PASSAGE GIVEN:
^^^^

The Heads of State and Government also reiterated the need for the Somali federal government’s ownership of the processes, and stressed its importance including a framework for the sustainable and gradual return of refugees with active participation of Somalis in the Diaspora. They also called upon the international community to redouble its support to the stabilization, reconstruction and development to the government-led reforms in the various upcoming forums and in particular in the London conference. The leaders called on UNHCR and the international community to develop modalities for the safe and orderly return and resettlement of refugees with definite time lines. They also called on all stakeholders to support the ongoing political outreach and reconciliation processes led by the Somali Federal government, and capacity building of the Government with particular reference to governance, economic development and security sector reform. They decided to send a mission to Kismayo to assess the situation there and submit a report to the next Summit, to be held later this month. They also underlined the importance of implementing the Integration of Forces Plan and coordinating stakeholders’ efforts under the leadership of the Somali government.

^^^^

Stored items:
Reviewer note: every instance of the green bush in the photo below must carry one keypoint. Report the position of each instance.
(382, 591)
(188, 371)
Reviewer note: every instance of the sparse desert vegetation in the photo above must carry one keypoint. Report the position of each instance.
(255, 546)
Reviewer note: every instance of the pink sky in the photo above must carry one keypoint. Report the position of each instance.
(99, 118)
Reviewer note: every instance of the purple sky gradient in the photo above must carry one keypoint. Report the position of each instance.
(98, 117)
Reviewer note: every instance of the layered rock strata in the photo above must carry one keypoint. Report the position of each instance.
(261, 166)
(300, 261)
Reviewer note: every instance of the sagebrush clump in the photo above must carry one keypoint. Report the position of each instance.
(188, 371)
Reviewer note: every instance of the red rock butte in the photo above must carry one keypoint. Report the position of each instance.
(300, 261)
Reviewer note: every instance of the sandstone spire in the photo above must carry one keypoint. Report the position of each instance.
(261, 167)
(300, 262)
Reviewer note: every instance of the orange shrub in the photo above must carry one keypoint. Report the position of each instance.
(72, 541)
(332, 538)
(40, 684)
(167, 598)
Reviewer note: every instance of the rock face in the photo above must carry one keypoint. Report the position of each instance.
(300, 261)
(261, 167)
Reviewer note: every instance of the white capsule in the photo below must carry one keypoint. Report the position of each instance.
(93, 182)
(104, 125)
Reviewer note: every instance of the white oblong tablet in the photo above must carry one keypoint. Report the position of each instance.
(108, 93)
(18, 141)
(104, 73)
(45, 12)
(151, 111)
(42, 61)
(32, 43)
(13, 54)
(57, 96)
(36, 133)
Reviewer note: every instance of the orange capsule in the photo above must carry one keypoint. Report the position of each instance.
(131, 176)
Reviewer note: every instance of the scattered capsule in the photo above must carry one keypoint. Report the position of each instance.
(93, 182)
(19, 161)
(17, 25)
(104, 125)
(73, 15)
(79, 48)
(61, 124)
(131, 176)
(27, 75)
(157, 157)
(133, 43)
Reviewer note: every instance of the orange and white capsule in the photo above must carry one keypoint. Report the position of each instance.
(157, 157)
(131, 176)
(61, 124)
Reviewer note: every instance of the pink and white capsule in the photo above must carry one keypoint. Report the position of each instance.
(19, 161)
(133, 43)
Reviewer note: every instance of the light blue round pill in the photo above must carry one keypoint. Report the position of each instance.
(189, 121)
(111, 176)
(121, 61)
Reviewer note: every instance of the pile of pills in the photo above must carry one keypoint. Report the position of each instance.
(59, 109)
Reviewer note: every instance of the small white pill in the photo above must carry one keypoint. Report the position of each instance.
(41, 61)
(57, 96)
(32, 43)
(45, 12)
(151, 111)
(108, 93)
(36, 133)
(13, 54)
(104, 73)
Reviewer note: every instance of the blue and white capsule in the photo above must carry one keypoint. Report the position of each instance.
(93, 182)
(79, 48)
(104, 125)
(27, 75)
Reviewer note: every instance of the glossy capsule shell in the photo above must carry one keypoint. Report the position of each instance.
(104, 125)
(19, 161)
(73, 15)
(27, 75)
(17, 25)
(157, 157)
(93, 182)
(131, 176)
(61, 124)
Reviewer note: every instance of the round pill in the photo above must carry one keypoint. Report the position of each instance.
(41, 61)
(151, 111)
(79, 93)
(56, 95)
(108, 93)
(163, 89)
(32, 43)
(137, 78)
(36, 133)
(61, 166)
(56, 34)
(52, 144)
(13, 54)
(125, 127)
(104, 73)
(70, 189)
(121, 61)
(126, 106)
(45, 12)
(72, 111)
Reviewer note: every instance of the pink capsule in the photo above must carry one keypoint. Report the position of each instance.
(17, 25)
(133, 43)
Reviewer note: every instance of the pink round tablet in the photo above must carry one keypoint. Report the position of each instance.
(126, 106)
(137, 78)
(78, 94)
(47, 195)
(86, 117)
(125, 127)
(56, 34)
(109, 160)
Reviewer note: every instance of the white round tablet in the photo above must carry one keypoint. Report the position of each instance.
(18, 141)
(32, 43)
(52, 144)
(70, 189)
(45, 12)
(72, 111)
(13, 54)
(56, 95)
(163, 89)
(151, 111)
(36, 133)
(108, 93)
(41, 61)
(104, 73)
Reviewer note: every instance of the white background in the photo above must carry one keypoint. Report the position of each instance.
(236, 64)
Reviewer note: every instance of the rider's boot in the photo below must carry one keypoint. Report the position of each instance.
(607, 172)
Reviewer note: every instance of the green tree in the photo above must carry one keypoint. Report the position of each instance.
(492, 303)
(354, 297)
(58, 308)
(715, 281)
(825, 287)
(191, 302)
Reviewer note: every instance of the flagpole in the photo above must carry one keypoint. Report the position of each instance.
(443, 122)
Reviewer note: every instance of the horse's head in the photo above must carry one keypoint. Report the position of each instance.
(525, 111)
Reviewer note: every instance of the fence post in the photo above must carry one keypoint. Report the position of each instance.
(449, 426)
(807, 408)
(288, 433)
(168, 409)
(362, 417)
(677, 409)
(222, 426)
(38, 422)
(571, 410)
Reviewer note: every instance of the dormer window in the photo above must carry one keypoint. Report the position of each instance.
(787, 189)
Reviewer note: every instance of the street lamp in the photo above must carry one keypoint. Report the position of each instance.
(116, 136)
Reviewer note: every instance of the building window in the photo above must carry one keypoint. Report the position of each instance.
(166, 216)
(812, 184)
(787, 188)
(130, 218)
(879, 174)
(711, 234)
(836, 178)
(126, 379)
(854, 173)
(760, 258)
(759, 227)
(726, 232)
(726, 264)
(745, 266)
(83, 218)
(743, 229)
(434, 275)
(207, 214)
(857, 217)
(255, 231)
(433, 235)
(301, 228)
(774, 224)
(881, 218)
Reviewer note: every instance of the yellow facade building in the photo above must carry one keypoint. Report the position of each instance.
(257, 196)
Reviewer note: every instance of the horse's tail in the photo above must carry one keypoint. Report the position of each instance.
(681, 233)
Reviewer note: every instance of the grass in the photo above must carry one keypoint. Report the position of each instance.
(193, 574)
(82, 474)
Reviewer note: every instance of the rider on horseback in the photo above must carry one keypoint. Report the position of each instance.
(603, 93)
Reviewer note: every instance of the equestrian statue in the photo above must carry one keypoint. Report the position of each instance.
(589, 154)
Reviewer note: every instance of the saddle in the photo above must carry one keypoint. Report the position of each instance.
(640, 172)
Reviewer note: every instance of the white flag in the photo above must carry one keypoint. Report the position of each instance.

^^^^

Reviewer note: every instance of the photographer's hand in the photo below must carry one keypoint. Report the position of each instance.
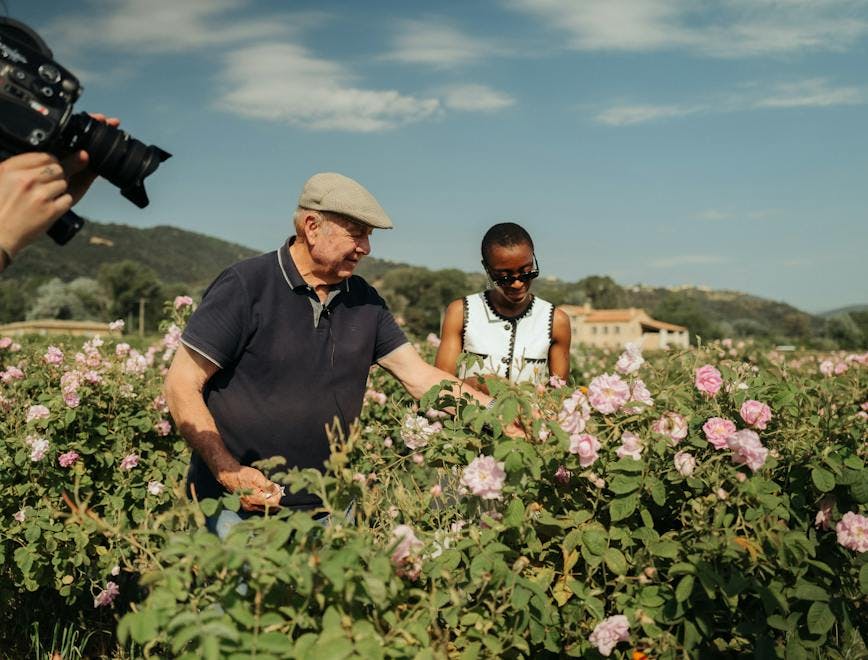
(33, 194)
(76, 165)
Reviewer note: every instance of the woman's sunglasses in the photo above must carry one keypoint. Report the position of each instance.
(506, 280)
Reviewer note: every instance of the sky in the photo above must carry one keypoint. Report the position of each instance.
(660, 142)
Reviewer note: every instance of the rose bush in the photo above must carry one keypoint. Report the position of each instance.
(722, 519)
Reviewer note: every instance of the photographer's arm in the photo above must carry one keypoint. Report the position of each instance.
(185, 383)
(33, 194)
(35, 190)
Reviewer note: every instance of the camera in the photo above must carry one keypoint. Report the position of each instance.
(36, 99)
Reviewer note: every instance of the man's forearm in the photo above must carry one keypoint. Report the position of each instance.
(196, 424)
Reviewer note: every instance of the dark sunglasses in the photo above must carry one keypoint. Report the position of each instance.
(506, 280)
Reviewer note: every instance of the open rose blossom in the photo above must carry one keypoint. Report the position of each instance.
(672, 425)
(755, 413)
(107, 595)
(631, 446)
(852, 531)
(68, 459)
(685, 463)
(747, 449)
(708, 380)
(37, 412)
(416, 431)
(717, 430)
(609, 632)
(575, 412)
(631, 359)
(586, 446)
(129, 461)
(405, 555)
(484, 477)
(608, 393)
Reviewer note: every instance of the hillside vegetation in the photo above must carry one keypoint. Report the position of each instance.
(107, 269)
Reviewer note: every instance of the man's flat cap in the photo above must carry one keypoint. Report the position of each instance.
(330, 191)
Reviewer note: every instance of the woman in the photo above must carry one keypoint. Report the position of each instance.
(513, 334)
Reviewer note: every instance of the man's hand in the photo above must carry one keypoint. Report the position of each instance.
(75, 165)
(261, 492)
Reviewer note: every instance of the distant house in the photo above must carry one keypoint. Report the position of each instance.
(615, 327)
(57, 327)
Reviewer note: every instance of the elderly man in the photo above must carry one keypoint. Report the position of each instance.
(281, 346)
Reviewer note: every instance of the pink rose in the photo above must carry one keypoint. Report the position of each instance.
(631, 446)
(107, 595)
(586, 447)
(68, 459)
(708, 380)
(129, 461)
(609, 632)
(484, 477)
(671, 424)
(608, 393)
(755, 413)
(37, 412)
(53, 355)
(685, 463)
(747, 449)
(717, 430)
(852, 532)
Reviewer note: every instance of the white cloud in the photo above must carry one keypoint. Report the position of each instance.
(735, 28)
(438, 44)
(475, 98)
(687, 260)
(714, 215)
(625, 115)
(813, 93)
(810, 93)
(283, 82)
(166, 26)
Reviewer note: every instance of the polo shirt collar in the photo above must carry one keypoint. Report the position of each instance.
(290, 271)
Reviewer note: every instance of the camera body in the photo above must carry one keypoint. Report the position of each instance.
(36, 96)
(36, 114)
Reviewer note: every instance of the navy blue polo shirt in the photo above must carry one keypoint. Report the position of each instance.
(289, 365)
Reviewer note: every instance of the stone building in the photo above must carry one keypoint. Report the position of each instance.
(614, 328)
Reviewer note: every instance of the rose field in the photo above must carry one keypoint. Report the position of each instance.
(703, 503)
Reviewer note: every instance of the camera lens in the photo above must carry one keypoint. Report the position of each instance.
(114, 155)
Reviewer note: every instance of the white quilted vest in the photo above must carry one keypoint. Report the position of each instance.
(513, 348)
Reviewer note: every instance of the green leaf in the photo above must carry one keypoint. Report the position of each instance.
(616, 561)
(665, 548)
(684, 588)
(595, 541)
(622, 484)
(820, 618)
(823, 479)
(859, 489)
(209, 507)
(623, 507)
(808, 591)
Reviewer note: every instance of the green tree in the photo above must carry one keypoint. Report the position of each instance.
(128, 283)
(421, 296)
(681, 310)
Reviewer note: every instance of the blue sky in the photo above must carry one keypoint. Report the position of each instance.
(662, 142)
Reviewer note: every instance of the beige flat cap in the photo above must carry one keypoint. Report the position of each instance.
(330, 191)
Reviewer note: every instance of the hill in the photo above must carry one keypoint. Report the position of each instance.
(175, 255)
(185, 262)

^^^^

GOAL:
According to the summit statement on Somalia, where did the leaders decide to send a mission? The records have no connection to the text.

WORKED ANSWER:
To Kismayo, to assess the situation there.